• WRITTEN REQUEST:
Repeat the items from the line containing "person standing -> box" through the line containing "top-left (5, 7), bottom-right (253, 54)", inclusive, and substitute "street lamp" for "lamp post" while keeping everything else the same. Give only those lines.
----------------
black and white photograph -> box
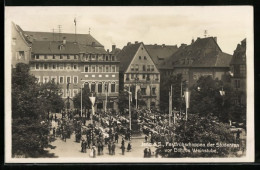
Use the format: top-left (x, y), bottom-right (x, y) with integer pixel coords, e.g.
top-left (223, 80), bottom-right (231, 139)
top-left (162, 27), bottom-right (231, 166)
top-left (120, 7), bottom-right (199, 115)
top-left (4, 6), bottom-right (254, 163)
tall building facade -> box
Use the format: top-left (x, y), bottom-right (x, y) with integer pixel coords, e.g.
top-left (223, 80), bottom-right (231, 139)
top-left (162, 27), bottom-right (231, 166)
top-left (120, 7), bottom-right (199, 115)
top-left (117, 42), bottom-right (160, 109)
top-left (12, 21), bottom-right (119, 111)
top-left (230, 39), bottom-right (246, 106)
top-left (162, 37), bottom-right (232, 87)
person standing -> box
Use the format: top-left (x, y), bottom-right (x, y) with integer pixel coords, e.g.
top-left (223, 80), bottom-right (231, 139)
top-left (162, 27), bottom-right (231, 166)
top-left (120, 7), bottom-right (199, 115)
top-left (112, 142), bottom-right (116, 155)
top-left (115, 132), bottom-right (118, 143)
top-left (121, 144), bottom-right (125, 155)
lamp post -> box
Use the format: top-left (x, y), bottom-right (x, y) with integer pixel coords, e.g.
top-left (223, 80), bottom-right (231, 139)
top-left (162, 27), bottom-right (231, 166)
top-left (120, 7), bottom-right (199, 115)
top-left (89, 93), bottom-right (96, 125)
top-left (184, 88), bottom-right (190, 121)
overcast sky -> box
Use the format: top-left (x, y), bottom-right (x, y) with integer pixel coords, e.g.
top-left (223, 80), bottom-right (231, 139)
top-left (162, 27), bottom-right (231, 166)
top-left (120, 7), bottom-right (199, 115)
top-left (5, 7), bottom-right (253, 54)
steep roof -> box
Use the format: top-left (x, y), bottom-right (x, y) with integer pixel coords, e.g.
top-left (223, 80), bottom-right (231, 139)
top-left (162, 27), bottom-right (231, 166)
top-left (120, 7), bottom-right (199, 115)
top-left (117, 43), bottom-right (142, 72)
top-left (164, 37), bottom-right (232, 69)
top-left (145, 45), bottom-right (178, 69)
top-left (230, 39), bottom-right (246, 65)
top-left (24, 31), bottom-right (104, 47)
top-left (32, 41), bottom-right (80, 54)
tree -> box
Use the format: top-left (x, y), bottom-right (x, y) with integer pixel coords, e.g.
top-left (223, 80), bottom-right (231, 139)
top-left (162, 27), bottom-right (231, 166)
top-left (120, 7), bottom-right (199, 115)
----------------
• FINISHED TASK:
person standing -> box
Use the format: top-left (x, y), bottom-right (x, y) with integer pixel coords, e.g.
top-left (223, 80), bottom-right (231, 139)
top-left (162, 27), bottom-right (231, 166)
top-left (120, 7), bottom-right (199, 115)
top-left (112, 142), bottom-right (116, 155)
top-left (115, 132), bottom-right (118, 143)
top-left (121, 144), bottom-right (125, 155)
street lamp -> box
Use the format: top-left (x, y), bottom-right (x, y) with integer pixel coords, e.g.
top-left (223, 80), bottom-right (231, 139)
top-left (162, 27), bottom-right (231, 166)
top-left (120, 7), bottom-right (199, 115)
top-left (89, 93), bottom-right (96, 125)
top-left (184, 88), bottom-right (190, 121)
overcast sky -> box
Use the format: top-left (x, y), bottom-right (x, y) with integer pixel coords, e.g.
top-left (223, 80), bottom-right (231, 139)
top-left (162, 27), bottom-right (231, 166)
top-left (120, 7), bottom-right (199, 115)
top-left (5, 7), bottom-right (253, 54)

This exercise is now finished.